[Directive 1]
In the sermon text on repentance, how much time passed between David's sin with Bathsheba and his confrontation by Nathan the Prophet?
[Directive 2]
Pick up the sermon text on repentance after its final sentence and carry it forward.

[Reading text]
He made preaching his business. 1. The doctrine he preached was that of repentance (v. 2); Repent ye. The argument he used to enforce this call was, For the kingdom of heaven is at hand.

I want to talk to you in this message about true repentance. How does a person know if he or she has truly repented? How can we tell if there is true repentance in another? I'd like you to go with me to God's Word to find out. Please turn to Psalm 51.

Let me see if I can present a couple of possible situations where the answer to these questions might seem relevant:


| A person has "gone forward" many times to express public repentance, yet a sin continues to have control of his/her life. |

A person has doubts about his/her own initial salvation. (Such people often want to be re-baptized when they can't settle these doubts.)
We doubt the sincerity of another brother/sister who says "I repent" but we really don't trust that they have.


In Psalm 51, we have a word picture of a repentant man. This Psalm was written after David's sin with Bathsheba. Nearly one year had passed between the sin and the confrontation by Nathan the Prophet. David had covered up his sin and never repented. God finally forced him out of his hiding in a dramatic confrontation by the prophet. This Psalm was written perhaps, just a few hours after Nathan's confrontation.

(Read Psalm 51:1-17)

As we will see, repentance is more than just having "second thoughts" about what one has done wrong. Repentance is a complete change of mind that will lead ultimately to changed actions and a changed way of thinking. Said another way, repentance signals the end of some things and the beginning of some things.

[Data records]
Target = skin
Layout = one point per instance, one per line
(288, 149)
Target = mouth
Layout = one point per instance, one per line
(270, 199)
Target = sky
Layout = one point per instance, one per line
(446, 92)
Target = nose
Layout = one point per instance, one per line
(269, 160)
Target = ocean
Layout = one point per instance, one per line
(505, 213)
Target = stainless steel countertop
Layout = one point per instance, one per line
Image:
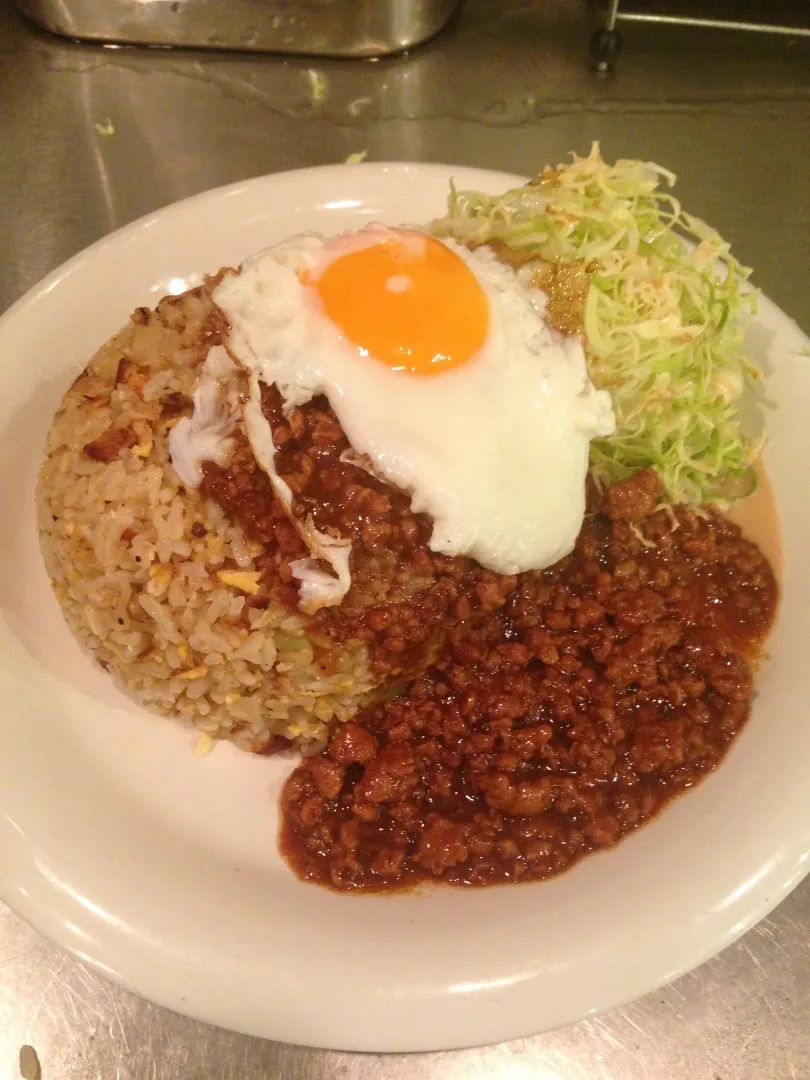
(507, 88)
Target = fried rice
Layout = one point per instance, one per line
(156, 580)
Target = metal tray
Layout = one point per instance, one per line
(313, 27)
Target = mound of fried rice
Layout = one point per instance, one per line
(152, 578)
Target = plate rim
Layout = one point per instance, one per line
(71, 266)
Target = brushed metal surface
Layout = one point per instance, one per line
(315, 27)
(91, 138)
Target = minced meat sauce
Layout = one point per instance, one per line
(544, 716)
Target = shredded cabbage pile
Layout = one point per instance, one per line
(662, 316)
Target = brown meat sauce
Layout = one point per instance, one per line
(556, 723)
(545, 716)
(403, 595)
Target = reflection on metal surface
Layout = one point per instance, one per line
(504, 89)
(316, 27)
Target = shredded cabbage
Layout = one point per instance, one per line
(661, 321)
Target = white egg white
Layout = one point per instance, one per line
(495, 450)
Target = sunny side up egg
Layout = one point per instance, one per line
(441, 369)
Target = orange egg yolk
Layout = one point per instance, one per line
(408, 301)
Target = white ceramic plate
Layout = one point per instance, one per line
(161, 869)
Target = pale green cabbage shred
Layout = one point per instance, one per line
(662, 320)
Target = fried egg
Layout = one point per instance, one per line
(442, 372)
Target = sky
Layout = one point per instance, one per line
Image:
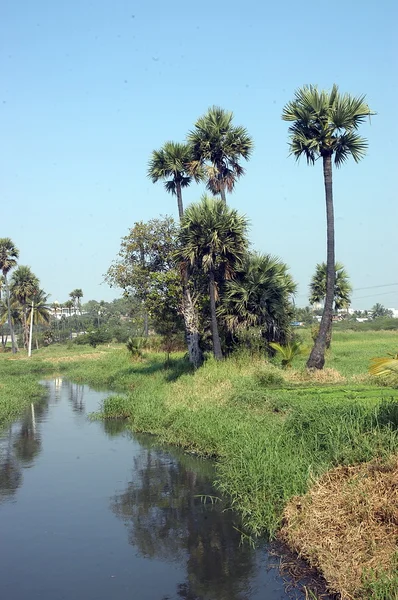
(90, 88)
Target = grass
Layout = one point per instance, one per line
(274, 432)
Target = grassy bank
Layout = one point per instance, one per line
(274, 432)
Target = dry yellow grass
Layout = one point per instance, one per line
(347, 524)
(326, 375)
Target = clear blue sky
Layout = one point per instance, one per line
(90, 88)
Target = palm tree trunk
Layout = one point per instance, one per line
(14, 346)
(317, 357)
(214, 325)
(191, 322)
(179, 199)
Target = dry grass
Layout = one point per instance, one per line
(326, 375)
(347, 524)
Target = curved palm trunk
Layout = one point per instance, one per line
(214, 325)
(222, 193)
(317, 356)
(189, 312)
(14, 346)
(179, 199)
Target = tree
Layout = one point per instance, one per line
(8, 260)
(76, 294)
(325, 126)
(342, 286)
(24, 286)
(146, 267)
(172, 164)
(213, 240)
(217, 147)
(260, 296)
(378, 310)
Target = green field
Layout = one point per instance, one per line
(273, 431)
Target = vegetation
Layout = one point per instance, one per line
(8, 260)
(217, 147)
(325, 126)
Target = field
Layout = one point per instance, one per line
(275, 433)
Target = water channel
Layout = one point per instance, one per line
(89, 511)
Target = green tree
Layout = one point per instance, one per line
(171, 164)
(342, 286)
(378, 310)
(24, 286)
(76, 296)
(217, 147)
(9, 254)
(260, 296)
(325, 126)
(213, 240)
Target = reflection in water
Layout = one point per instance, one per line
(19, 449)
(167, 520)
(175, 548)
(76, 396)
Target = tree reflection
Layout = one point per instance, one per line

[Output 1]
Nearly one year.

[Output 2]
First, repentance signals,

I. The End of Fooling Ourselves. (v. 1-4)

A common way of dealing with the guilty conscience we all get in the wake of sin is euphemizing.

Euphemizing is the practice of substituting a mild, indirect, or vague term of description for one considered harsh or blunt. We do this in public, but even more damagingly, we do it in the privacy of our own minds - thus, fooling ourselves.

When thinking of our sin, we substitute words like my weakness, my mistake, my misstep, my problem. Each of these expressions carefully camouflages the ugliness of the offence. It lessens the impact of a full admission of sin, allowing a person to escape some of the guilt and self-incrimination. After all, doesn’t everyone make mistakes? Doesn’t everyone have to cope with problems? We carefully construct an elaborate rationale for why we do what we do. As long as no one is ever allowed to see it or question it, the deception is effective. Our conscience is appeased. We fool ourselves to the point that what we are doing wrong doesn’t bother us very much. In this way we never fully face our wrong.

A young man once said to a preacher, "I don’t think I am a sinner." The preacher asked him if he would be willing to tell his mother or his sister all the things he had done. After a moment the young man said, "No, I certainly would not like to have them know; not for all the world." This man was fooling himself. The things he had done wrong, when reviewed in the personal court of his mind amid carefully constructed subterfuges and euphemisms, didn’t look that bad. When he looked though the eyes of his mother or sister, though, the truth was seen. He had much to be ashamed of.

David had been playing these games for nearly a year and might have gone on indefinitely had not he learned that someone else knew what he had done. Then suddenly, he saw his sin through the eyes of Nathan the prophet. His immediate realization was expressed in the words that came out of his mouth: "I have sinned against the Lord."

That is what we find in this Psalm, too.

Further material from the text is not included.